Named-object pointing records:
((
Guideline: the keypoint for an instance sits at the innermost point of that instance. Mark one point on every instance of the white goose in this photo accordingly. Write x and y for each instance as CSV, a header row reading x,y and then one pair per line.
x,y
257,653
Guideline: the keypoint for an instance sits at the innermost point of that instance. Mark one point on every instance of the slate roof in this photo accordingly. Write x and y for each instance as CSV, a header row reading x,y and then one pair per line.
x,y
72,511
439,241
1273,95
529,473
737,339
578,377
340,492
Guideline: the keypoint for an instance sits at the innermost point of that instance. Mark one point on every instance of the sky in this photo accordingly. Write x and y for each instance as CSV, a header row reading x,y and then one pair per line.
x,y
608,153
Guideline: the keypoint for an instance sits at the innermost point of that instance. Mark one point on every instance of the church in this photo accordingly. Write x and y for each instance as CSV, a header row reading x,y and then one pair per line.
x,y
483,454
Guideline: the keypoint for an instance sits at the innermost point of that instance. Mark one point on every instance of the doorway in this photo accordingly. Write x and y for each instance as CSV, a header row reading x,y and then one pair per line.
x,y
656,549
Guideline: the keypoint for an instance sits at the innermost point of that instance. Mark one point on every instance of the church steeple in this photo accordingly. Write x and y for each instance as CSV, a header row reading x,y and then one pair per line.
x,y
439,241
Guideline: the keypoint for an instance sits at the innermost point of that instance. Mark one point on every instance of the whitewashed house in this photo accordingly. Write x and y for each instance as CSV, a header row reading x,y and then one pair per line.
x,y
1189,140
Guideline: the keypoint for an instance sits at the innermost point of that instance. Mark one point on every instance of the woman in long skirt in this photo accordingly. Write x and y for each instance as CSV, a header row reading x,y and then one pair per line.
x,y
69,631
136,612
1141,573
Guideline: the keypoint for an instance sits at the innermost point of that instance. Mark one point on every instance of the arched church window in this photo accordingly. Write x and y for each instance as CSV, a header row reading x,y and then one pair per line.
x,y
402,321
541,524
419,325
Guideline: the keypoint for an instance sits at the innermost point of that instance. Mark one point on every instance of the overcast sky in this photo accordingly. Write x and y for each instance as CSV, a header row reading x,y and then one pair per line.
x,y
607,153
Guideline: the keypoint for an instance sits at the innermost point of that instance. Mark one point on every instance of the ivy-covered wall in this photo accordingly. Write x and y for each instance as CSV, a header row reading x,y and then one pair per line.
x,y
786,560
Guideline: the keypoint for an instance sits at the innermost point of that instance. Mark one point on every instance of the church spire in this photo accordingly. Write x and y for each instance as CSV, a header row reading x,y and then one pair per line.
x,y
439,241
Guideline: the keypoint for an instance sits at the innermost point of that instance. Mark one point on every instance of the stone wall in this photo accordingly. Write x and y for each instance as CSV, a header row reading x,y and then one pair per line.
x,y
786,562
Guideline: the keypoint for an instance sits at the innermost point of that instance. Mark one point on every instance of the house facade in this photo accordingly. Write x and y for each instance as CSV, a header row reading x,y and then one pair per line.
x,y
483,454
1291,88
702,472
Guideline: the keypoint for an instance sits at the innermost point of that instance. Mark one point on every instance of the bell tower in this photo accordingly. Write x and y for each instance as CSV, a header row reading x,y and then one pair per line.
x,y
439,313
))
• [Job]
Copy only the stretch running from the line containing "of the woman" to the final line of the entries, both ends included, exactly as it stands.

• [In response]
Guideline: the keypoint for an instance sits at the innermost point of that instance. Mark one point on every instance of the woman in long skirt in this photo accordingly. Write x and y for each instance as CSV, a header row reading x,y and then one pair per line.
x,y
69,631
136,612
1141,573
Guideline: the keypoint for an instance sits at the innermost point of that instance. Mark one point on every instance of the arched church window in this photo accordingly. Write x and y for each instance as CSV, a header row reading x,y and then one pair per line.
x,y
402,321
541,524
419,325
Guideline: the keypoint for an instance sits at the innermost point of that instance. Mark one point on every instance of the overcast sky in this photo accordingly. Write x and y for each instance as CSV, a header row reading x,y and then one pair per line.
x,y
607,153
Guideline: the keypoint for an instance sits at the innermost point of that instance. Mark one point on every instance of the ivy-covered wall in this photo accordingly. Write x and y for each instance as CSV, a header row reading x,y and then one pair per line.
x,y
786,560
Guideline: the keypoint for an instance sits at the innermost point of that instance. Mark one point on every instance of the church spire in this photo accordingly. Write x and y for each instance as CSV, a header row reading x,y and then one pair per line.
x,y
439,241
Guideline: the keypoint for an instance sits at the innermost point of that instance. Mark one point on every instance of the stone wall in this photo accordingly. Write x and y for each instance as CSV, a header row reading x,y and then one pair per line.
x,y
786,562
Guideline: the keypoint for an instance sits at the innermost point of that instance. Mark one point on every instance of the house facade in this photo accordingly. Write x and y for each instance as CSV, a header row reading x,y and then one pair per line.
x,y
483,454
1291,88
702,472
Guideline: the keypoint for an instance sits at the innermost point of that instance. Mark one point on every instance of the bell tower in this photo accordingly. Write x and y for each instance as CSV, a header row reading x,y and then one pair per line.
x,y
439,313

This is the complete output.